## Prompt
Please answer these questions about the forum post:
1. In what app was the husband talking with the woman the first time?
2. Which game does the poster usually play?
3. Why do the husband's games show up on the poster's iPhone?

# Do you think this is a form of cheating?



## toolittletoolate7 (Nov 14, 2013)

Hello -

I need some advice. I am so confused!!! 

Last year I came across a conversation my husband was having with a woman that was extremely sexual. He was talking to her while playing Words With Friends - so I was not sneaking looking through his phone or in his emails. But it was on the family Ipad and I rarely use it. I just happen to want to try Words With Friends rather then the Scrabble I usually play.

Anyway, he swore that he would not talk with the person again. And even showed me the text message that he sent her telling her how important his family was to him and talking with her was interfering with it.

Fast forward to a year later (yesterday) and I again found he talking with a lady on Words With Friends. I did not realize it until yesterday that his games show up on my Iphone (he set my phone up with his Icloud account when I first got it but never realized how it keeps all his stuff on my phone. My scrabble was down all day (okay I may have a Scrabble problem  ) and always like to play a few games before I fall asleep. So again, I said let me try Words With Friends on my Iphone and play a game or two - this is where I found another long conversation with a woman. This one wasn't sexual but u could tell by the conversation that they had been talking a while as she knew quite a bit about him - even asking him how is 3 days off were this week.

## Record extracts
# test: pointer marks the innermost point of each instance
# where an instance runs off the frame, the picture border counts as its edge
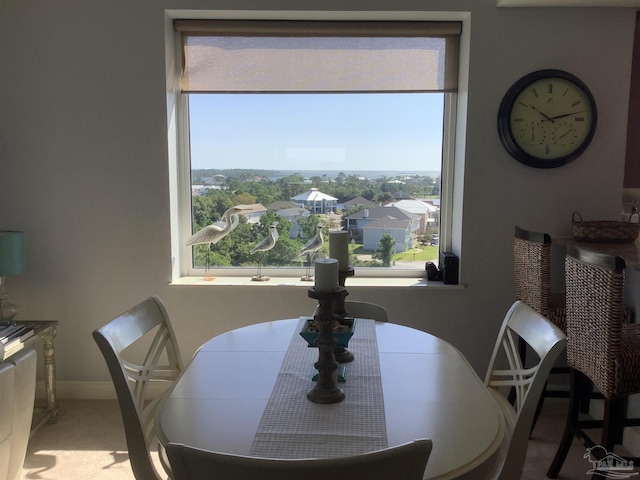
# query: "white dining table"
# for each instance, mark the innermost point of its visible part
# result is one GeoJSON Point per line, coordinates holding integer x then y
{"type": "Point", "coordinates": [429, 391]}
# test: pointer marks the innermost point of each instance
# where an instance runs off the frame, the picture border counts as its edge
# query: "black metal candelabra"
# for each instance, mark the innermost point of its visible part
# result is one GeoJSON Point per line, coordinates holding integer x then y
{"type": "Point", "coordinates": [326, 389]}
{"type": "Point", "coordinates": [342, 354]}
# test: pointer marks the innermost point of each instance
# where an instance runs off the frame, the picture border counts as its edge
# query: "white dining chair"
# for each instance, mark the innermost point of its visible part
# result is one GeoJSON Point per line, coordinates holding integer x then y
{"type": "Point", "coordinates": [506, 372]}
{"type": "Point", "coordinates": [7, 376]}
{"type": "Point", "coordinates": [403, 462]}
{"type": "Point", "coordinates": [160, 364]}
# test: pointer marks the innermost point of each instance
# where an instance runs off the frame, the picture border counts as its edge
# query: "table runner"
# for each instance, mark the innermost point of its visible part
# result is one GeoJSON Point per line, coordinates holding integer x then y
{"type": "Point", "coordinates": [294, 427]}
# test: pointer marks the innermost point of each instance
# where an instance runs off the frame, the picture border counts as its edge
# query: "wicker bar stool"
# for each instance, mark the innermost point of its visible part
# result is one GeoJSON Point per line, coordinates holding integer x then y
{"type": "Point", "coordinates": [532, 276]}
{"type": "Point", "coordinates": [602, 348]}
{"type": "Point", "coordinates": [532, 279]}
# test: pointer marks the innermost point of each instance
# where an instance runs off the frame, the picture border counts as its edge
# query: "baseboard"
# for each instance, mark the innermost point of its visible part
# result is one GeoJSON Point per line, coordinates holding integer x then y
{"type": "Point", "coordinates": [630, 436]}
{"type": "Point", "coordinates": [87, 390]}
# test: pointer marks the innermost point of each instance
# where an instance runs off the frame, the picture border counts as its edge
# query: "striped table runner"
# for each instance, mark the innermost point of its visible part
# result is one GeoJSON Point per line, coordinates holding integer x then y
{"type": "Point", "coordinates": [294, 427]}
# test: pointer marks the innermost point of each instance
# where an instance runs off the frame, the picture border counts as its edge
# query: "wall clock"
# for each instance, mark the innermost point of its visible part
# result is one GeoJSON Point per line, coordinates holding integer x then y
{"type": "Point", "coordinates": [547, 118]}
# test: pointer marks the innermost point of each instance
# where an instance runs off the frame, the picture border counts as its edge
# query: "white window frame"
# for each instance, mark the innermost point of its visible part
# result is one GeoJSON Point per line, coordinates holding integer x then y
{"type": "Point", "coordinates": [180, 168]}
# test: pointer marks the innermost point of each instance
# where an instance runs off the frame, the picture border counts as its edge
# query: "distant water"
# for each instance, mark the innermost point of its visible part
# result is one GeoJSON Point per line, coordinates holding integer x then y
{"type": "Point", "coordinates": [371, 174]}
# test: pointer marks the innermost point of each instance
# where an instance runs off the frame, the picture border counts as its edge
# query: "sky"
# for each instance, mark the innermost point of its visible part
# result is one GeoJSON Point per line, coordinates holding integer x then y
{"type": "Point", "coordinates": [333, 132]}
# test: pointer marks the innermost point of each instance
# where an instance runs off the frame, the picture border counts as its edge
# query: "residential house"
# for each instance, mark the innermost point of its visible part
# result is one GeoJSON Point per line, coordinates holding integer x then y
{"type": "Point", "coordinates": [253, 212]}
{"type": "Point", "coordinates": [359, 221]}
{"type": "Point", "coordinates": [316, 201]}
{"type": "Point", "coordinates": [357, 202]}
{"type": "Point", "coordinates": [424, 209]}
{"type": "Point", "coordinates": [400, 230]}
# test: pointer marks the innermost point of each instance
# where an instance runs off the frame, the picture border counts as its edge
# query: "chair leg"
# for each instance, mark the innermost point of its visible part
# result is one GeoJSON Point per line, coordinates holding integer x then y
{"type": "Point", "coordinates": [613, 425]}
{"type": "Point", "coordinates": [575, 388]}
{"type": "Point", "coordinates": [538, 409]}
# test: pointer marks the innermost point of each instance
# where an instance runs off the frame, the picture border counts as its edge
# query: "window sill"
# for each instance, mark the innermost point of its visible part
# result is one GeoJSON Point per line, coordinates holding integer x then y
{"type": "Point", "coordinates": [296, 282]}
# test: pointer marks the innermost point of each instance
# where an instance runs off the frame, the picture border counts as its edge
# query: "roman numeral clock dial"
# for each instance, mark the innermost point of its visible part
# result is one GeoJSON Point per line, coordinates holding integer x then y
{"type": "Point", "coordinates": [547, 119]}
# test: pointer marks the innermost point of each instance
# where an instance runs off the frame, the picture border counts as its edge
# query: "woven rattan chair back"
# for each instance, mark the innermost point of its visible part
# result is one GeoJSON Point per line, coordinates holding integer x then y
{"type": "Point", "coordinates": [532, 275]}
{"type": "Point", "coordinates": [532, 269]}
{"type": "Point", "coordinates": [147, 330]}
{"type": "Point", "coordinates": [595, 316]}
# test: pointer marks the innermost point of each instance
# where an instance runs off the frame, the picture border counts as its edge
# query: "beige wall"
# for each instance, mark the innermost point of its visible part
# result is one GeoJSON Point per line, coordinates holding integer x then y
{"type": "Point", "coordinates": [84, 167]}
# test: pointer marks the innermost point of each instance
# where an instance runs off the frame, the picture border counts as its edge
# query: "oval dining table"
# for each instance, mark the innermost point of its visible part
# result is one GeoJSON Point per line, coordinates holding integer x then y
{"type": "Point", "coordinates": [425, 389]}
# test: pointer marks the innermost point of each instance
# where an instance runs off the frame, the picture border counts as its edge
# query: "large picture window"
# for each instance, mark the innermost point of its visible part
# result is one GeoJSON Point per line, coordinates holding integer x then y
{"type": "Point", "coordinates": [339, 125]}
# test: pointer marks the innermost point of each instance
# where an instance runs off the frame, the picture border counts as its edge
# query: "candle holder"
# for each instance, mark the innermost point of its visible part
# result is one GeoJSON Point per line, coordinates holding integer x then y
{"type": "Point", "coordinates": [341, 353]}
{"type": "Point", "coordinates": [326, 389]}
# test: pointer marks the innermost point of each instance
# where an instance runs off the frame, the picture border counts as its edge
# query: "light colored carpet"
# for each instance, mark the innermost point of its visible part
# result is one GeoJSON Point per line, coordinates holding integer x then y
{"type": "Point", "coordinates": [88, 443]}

## Written answer
1. Words With Friends
2. Scrabble
3. He set up her phone with his iCloud account.